TEXT SEGMENT >>
We all know that the sun’s energy is more in the visible and ultraviolet (UV) range of the spectrum. Solar cells, however, use only the part towards the red end of the spectrum for generating electricity. The energy at the blue end and in the UV end is thus lost. This part is also more energetic and can cause damage to the solar cell.
Jingwen Ding, Jie He and Challa V Kumar, from the University of Connecticut, USA, at an exposition of the American Chemical Society, reported a low-cost, biodegradable sheath, which takes in the light at the higher frequencies and delivers it to the solar cell at lower frequencies that the cell can use. The action is somewhat like the common fluorescent lamp, where the material of the tube takes in UV light and emits visible light.
The present case is more complex, with energy absorbed by one atom being transferred to another atom, followed by emission at a lower frequency. The material used, however, is a simple mixture of albumin, derived from animal serum, and fat from the common coconut, to create a gel that sets as a film when warmed. The cover is found to double the efficiency of solar cells from 15-30%.
The solar cell warms while it works and this rise in temperature lowers its efficiency. Linxiao Zhua, Aswath P Raman, and Shanhui Fan at Stanford University, USA report a way to help the solar cell radiate heat at a special frequency that can escape out into space in the Proceedings of National Academy of Sciences.
The atmosphere absorbs much of the radiation that comes from the sun. It also absorbs the heat emitted by warm objects on the earth, and keeps the surroundings warm. But there is a particular frequency of radiation which the atmosphere does not absorb. If warm objects are radiated at this frequency, the heat would go out to space and the objects would cool.
The Stanford team found that silica, or common sand, is able to radiate at this frequency. A sheet of silica placed over a solar cell would thus collect the heat the cell radiates and send it out at the frequency that has a free passage out to space. The cover is found to cool the cell by 13 degrees Celsius, with a rise in efficiency by more than five per cent.

ENTRIES SHOWN >>
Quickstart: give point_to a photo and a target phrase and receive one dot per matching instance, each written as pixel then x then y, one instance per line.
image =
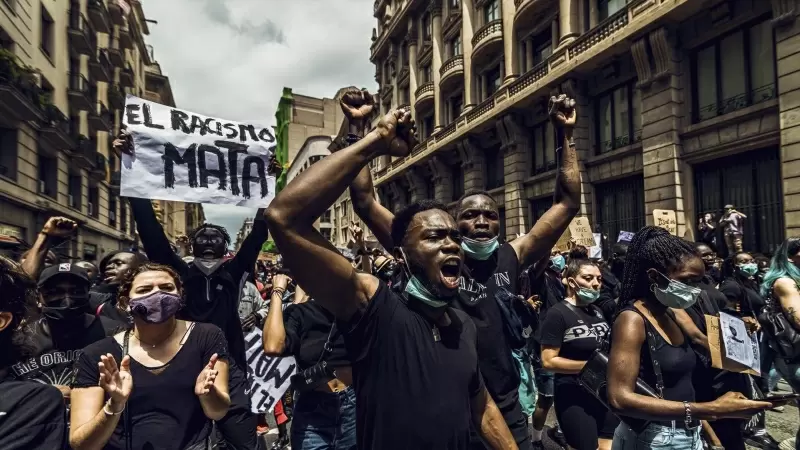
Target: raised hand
pixel 117 382
pixel 563 113
pixel 205 381
pixel 59 227
pixel 398 131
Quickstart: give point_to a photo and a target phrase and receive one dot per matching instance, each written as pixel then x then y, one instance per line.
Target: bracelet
pixel 107 409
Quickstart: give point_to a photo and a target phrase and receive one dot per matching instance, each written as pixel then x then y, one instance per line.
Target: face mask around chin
pixel 677 295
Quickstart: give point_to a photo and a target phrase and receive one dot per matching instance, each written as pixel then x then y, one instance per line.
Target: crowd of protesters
pixel 448 339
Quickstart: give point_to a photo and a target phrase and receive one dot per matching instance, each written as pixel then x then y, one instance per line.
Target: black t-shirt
pixel 165 413
pixel 32 417
pixel 412 391
pixel 477 297
pixel 55 356
pixel 307 328
pixel 577 332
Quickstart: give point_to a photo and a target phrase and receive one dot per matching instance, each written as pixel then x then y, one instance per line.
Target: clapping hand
pixel 117 382
pixel 205 381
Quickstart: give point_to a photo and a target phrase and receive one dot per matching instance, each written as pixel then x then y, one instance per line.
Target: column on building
pixel 662 104
pixel 467 30
pixel 569 20
pixel 514 145
pixel 436 62
pixel 472 160
pixel 442 179
pixel 417 187
pixel 508 10
pixel 787 39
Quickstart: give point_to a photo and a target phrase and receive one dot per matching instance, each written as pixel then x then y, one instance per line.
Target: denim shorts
pixel 324 421
pixel 656 436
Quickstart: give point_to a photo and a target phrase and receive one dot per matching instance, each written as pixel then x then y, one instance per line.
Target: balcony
pixel 55 128
pixel 19 93
pixel 423 96
pixel 81 37
pixel 451 72
pixel 80 93
pixel 126 77
pixel 116 13
pixel 99 171
pixel 100 67
pixel 487 42
pixel 99 17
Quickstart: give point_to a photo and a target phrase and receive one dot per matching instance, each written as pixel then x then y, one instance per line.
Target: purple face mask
pixel 157 307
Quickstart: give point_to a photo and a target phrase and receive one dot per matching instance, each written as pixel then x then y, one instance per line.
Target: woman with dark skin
pixel 660 273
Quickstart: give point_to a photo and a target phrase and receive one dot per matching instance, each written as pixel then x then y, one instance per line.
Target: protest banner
pixel 667 219
pixel 268 377
pixel 183 156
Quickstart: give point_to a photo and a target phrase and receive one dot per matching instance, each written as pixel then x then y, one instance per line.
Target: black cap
pixel 63 269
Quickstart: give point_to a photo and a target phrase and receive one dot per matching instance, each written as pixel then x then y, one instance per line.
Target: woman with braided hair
pixel 660 278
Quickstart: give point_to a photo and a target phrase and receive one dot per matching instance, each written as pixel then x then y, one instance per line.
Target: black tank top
pixel 677 364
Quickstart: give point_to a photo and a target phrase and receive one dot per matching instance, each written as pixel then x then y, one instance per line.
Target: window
pixel 492 81
pixel 491 11
pixel 74 190
pixel 8 153
pixel 47 34
pixel 607 8
pixel 48 176
pixel 618 118
pixel 735 71
pixel 493 160
pixel 544 148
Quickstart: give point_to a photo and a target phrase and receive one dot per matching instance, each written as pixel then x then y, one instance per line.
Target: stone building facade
pixel 684 105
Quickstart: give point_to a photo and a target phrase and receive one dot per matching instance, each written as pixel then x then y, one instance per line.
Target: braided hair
pixel 651 248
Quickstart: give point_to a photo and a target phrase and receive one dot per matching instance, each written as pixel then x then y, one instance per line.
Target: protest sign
pixel 183 156
pixel 667 219
pixel 268 377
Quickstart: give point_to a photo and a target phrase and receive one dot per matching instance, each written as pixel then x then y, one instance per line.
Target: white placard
pixel 267 377
pixel 737 343
pixel 183 156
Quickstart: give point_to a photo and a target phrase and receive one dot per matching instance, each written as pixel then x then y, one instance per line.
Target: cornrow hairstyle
pixel 651 248
pixel 211 226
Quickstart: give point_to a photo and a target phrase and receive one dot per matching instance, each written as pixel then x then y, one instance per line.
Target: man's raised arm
pixel 566 200
pixel 314 262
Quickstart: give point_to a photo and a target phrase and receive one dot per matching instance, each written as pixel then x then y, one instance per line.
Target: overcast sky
pixel 232 58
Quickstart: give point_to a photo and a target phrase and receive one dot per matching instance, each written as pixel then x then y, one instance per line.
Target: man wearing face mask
pixel 65 327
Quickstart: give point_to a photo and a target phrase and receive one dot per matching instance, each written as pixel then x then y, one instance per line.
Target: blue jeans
pixel 656 436
pixel 324 421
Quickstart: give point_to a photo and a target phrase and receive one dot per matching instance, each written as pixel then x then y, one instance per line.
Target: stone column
pixel 515 147
pixel 467 31
pixel 568 16
pixel 510 46
pixel 416 184
pixel 787 36
pixel 436 62
pixel 442 179
pixel 662 113
pixel 472 160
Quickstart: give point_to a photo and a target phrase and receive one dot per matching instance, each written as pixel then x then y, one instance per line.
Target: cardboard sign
pixel 666 218
pixel 183 156
pixel 716 347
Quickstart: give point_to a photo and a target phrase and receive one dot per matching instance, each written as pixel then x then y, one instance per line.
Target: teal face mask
pixel 558 263
pixel 480 250
pixel 415 288
pixel 749 269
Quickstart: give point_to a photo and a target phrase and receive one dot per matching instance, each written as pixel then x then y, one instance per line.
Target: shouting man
pixel 494 267
pixel 411 351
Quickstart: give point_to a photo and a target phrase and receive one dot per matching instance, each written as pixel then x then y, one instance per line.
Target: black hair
pixel 651 248
pixel 471 193
pixel 211 226
pixel 404 217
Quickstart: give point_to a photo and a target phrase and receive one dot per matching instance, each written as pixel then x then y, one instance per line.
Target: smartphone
pixel 781 398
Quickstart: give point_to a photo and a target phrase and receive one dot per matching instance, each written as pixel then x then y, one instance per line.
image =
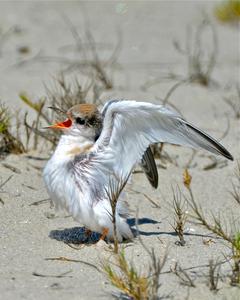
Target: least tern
pixel 96 146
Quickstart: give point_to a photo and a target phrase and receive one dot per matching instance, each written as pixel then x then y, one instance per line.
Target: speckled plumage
pixel 78 181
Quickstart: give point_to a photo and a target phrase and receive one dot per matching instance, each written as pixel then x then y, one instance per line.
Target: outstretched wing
pixel 147 163
pixel 129 127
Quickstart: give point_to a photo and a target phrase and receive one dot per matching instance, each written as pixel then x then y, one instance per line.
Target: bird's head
pixel 82 120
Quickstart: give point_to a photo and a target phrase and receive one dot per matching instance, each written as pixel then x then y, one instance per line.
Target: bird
pixel 99 148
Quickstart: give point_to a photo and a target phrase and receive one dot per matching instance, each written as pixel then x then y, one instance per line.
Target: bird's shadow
pixel 78 235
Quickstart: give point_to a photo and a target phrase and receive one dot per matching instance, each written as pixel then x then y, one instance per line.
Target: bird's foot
pixel 104 234
pixel 87 232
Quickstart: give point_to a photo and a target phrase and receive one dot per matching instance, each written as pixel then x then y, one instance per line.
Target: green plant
pixel 9 143
pixel 228 11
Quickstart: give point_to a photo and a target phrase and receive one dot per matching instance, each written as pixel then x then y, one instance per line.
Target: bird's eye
pixel 80 121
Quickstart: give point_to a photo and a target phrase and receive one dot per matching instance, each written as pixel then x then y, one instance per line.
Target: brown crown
pixel 83 109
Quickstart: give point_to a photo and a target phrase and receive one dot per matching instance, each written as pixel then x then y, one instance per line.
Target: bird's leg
pixel 88 232
pixel 104 233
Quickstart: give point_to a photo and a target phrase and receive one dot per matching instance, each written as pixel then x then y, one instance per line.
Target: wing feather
pixel 129 127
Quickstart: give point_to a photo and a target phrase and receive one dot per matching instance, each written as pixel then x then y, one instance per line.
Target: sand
pixel 29 234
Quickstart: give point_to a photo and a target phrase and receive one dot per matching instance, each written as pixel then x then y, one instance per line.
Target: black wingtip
pixel 216 145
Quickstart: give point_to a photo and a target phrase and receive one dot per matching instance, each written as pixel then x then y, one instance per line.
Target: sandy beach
pixel 32 234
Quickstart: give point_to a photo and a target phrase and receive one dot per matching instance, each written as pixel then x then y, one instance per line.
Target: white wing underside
pixel 129 127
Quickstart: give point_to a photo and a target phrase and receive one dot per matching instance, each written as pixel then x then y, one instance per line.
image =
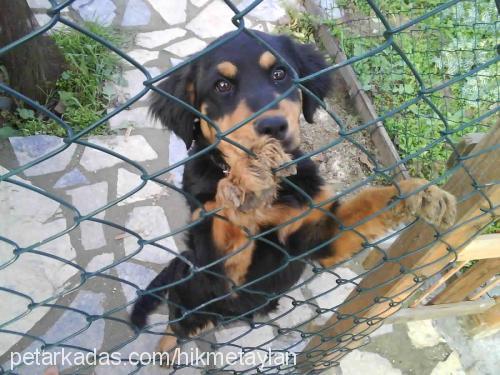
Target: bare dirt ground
pixel 344 163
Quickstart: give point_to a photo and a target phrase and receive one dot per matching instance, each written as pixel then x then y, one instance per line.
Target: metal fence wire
pixel 458 93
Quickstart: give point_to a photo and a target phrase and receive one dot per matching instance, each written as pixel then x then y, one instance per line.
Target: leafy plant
pixel 439 48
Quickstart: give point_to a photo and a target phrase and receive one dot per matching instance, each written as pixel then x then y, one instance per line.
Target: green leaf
pixel 7 132
pixel 26 114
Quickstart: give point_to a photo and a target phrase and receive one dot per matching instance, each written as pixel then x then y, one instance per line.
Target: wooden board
pixel 472 279
pixel 381 292
pixel 441 311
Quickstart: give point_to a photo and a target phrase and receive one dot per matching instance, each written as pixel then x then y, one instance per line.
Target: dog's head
pixel 234 81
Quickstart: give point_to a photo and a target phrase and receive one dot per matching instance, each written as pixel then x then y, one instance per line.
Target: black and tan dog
pixel 230 84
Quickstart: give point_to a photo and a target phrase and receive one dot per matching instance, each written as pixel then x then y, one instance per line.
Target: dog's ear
pixel 171 114
pixel 310 61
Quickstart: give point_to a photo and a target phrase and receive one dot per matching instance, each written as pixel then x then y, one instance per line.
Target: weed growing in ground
pixel 80 92
pixel 442 47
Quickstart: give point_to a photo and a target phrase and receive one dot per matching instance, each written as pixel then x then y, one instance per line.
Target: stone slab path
pixel 164 33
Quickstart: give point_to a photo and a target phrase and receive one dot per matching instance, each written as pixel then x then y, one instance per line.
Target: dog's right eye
pixel 223 86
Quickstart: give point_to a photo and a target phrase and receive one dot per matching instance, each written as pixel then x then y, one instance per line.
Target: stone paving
pixel 164 33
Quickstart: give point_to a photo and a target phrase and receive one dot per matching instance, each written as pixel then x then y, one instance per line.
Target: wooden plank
pixel 361 101
pixel 483 291
pixel 484 247
pixel 440 282
pixel 472 279
pixel 440 311
pixel 381 292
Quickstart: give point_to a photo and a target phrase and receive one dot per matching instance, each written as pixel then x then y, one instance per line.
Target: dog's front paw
pixel 234 195
pixel 432 204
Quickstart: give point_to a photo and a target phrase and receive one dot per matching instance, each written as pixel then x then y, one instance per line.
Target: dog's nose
pixel 275 127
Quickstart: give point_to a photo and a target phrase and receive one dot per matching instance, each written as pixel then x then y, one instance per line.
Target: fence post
pixel 381 292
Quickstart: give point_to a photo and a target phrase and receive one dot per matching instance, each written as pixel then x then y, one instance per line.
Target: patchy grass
pixel 439 48
pixel 81 94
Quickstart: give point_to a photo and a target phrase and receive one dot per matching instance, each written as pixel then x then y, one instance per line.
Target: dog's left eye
pixel 278 74
pixel 223 86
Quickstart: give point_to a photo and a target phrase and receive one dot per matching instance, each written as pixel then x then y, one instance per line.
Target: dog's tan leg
pixel 168 347
pixel 251 183
pixel 432 204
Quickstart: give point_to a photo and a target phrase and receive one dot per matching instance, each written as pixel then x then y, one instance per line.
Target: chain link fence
pixel 432 73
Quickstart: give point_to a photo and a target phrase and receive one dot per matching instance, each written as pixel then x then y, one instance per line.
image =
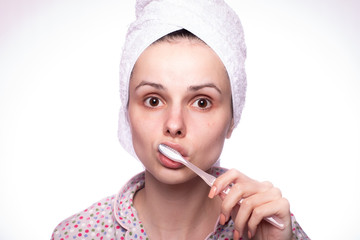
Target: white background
pixel 59 103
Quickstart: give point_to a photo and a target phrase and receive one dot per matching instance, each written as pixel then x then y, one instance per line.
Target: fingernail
pixel 222 219
pixel 249 235
pixel 212 192
pixel 236 235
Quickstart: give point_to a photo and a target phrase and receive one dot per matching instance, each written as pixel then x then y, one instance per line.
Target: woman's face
pixel 179 95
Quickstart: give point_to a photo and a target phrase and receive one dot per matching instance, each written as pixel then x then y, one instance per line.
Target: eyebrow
pixel 198 87
pixel 190 88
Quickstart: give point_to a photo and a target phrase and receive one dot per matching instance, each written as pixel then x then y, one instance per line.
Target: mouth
pixel 167 162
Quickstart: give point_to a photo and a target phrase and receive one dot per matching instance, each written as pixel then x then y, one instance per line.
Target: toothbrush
pixel 209 179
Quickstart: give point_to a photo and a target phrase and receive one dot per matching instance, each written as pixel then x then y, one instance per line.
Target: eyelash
pixel 207 101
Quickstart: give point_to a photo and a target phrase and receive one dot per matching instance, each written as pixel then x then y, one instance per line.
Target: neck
pixel 180 210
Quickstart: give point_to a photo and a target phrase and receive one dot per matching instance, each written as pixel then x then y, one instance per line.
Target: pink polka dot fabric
pixel 115 218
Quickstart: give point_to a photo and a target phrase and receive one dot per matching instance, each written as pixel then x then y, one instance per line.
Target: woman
pixel 183 84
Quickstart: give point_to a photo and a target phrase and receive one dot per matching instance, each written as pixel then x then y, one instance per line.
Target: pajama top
pixel 115 218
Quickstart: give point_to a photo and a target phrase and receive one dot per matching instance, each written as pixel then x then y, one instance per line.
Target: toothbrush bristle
pixel 170 152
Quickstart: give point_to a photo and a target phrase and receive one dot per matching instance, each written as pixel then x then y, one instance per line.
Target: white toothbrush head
pixel 171 153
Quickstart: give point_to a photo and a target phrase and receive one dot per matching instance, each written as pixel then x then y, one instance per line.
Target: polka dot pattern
pixel 115 218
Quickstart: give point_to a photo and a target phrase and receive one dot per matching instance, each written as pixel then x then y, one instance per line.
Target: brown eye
pixel 202 103
pixel 153 102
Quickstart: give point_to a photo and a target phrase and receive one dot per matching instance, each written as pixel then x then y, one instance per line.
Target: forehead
pixel 180 58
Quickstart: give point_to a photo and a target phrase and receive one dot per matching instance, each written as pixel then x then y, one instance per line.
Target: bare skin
pixel 179 94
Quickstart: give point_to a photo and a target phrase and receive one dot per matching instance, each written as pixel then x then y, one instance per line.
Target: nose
pixel 174 125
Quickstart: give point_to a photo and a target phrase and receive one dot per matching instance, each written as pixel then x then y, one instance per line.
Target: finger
pixel 234 176
pixel 279 208
pixel 249 204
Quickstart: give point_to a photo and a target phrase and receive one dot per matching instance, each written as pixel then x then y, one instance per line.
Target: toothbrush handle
pixel 272 220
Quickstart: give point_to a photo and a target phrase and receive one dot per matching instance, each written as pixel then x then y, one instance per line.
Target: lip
pixel 167 162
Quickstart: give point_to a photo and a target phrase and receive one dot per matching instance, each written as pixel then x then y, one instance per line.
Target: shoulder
pixel 95 221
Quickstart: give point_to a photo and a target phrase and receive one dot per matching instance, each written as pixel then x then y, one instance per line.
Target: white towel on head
pixel 213 21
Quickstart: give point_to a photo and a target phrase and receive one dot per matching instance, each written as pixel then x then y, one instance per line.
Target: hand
pixel 259 200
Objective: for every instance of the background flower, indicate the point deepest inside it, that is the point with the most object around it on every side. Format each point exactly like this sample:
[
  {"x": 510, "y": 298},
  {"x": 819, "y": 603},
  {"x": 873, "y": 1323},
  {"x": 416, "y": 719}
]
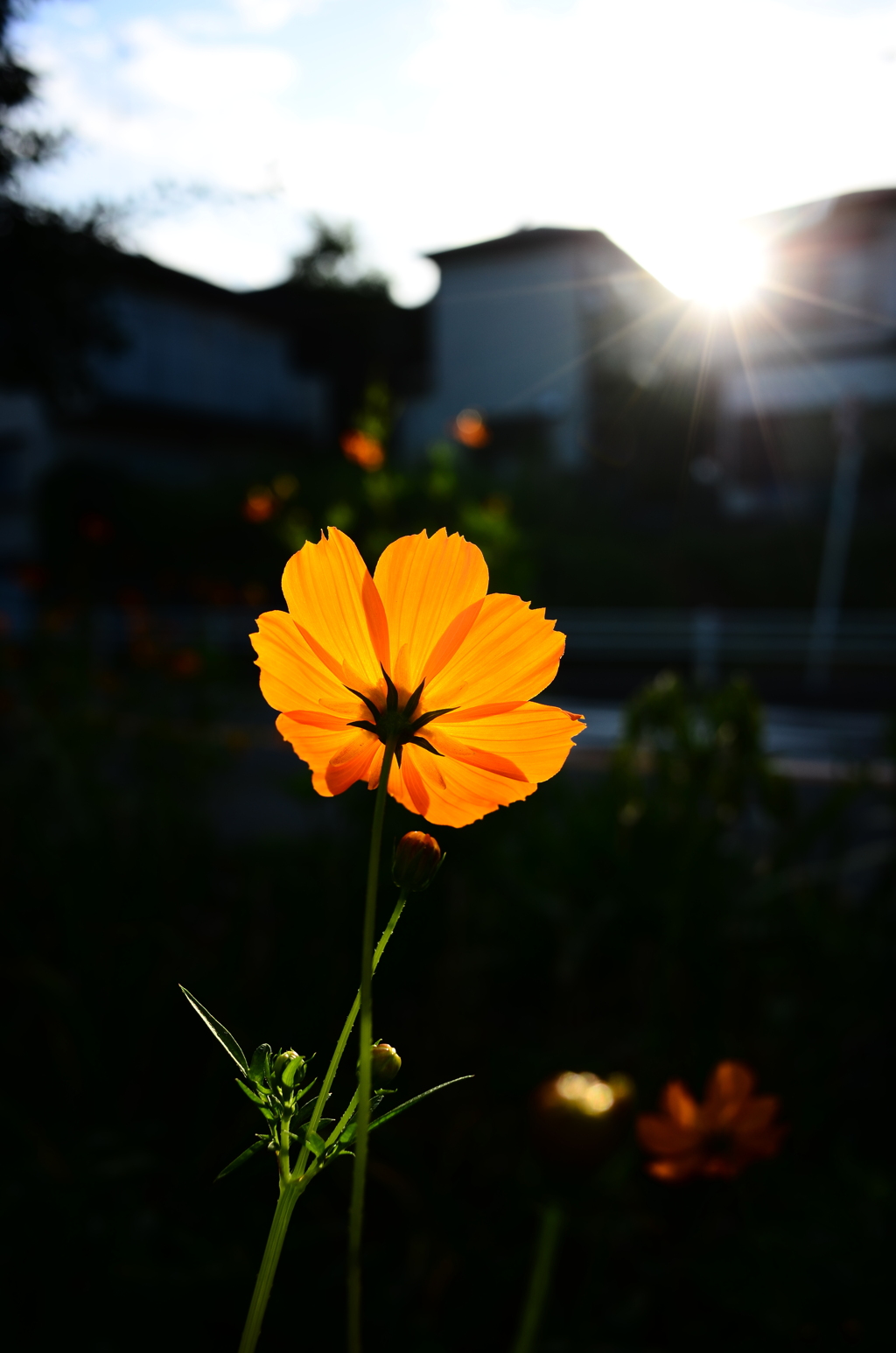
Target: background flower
[{"x": 719, "y": 1137}]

EXPLORE THE MATERIAL >>
a: Summarize the text on improving solar cells in three sentences.
b: Carry on the text on improving solar cells, starting right after its last sentence.

ANSWER SECTION >>
a: Solar cells use only the part of sunlight toward the red end of the spectrum, so the more energetic blue and UV light is lost and can even damage the cell. Researchers at the University of Connecticut reported a low-cost, biodegradable film made from albumin and coconut fat that takes in higher-frequency light and delivers it at lower frequencies the cell can use, doubling efficiency from 15 to 30%. A Stanford University team found that a silica sheet placed over a solar cell sends the cell's heat out at a frequency the atmosphere does not absorb, cooling the cell by 13 degrees Celsius and raising its efficiency by more than five percent.

b:
Ingenious solutions
The Karlsruhe Institute of Technology, in Karlsruhe, Germany and the Centre for Solar Energy and Hydrogen Research, Stuttgart, report in the journal, Advanced Optical Materials, a surface treatment that helps solar cells hold on to light that falls upon them, with a 13% rise in efficiency. Normal surfaces reflect a part of the light that falls on them and in the case of the solar cell, this part is lost. The natural world, which needs to keep reflection down, has found ingenious solutions.
For instance, the eyes of the common moth, a nocturnal insect, need to minimise reflection, to catch light and avoid predators. The surface of the moth’s eye has evolved to have tiny, conical protuberances, of dimensions of the wavelength of light. The reflection at a transparent surface is because the waves of light change speed when light moves from the air to any medium. A pattern, of the scale of the wavelength of light, on the surface, smoothes this transition and allows more of the light to pass through.
The team in Germany has found that many plants and leaves also have such a surface, of which the rose petal has the most effective one. They then found a way to transfer the pattern on to a glass surface that could be placed over the solar cell. In addition to preventing reflection, the surface bends light rays to make the cell still more efficient. The result is 13% improvement, which rises to 43% when the light is slanting.
Looks like many shortcomings of solar cells can be solved with some simple and ingenious solutions.